SHORT EXERCISE
Restate the entries below verbatim.

PROVIDED ENTRIES
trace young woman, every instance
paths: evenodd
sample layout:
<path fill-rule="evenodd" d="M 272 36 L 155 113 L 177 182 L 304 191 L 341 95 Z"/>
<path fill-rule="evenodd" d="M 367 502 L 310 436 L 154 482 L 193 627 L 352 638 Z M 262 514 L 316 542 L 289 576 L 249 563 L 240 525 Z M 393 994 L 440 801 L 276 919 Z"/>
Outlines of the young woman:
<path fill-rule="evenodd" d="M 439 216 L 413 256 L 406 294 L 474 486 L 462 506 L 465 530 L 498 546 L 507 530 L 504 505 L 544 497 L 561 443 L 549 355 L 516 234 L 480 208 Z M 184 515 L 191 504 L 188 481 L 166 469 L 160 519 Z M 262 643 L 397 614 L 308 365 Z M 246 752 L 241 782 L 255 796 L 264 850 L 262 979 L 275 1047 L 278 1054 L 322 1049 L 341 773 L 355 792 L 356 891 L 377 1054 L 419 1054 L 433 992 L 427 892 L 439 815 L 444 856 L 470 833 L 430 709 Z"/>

EXERCISE SOLUTION
trace young woman, every instance
paths: evenodd
sample layout:
<path fill-rule="evenodd" d="M 272 36 L 155 113 L 177 182 L 304 191 L 341 95 Z"/>
<path fill-rule="evenodd" d="M 367 502 L 310 436 L 154 482 L 193 627 L 352 638 Z M 262 514 L 316 542 L 289 576 L 249 563 L 240 525 Z M 393 994 L 440 801 L 276 919 Z"/>
Outlines of the young woman:
<path fill-rule="evenodd" d="M 439 216 L 413 256 L 406 294 L 474 486 L 462 506 L 465 530 L 498 546 L 507 530 L 504 505 L 544 497 L 561 443 L 549 355 L 516 234 L 480 208 Z M 184 515 L 191 504 L 188 481 L 166 469 L 160 519 Z M 262 643 L 397 614 L 308 365 Z M 246 752 L 241 782 L 255 796 L 264 850 L 262 979 L 275 1047 L 278 1054 L 322 1049 L 341 773 L 355 792 L 356 891 L 377 1054 L 419 1054 L 433 992 L 427 892 L 439 815 L 444 856 L 470 833 L 430 709 Z"/>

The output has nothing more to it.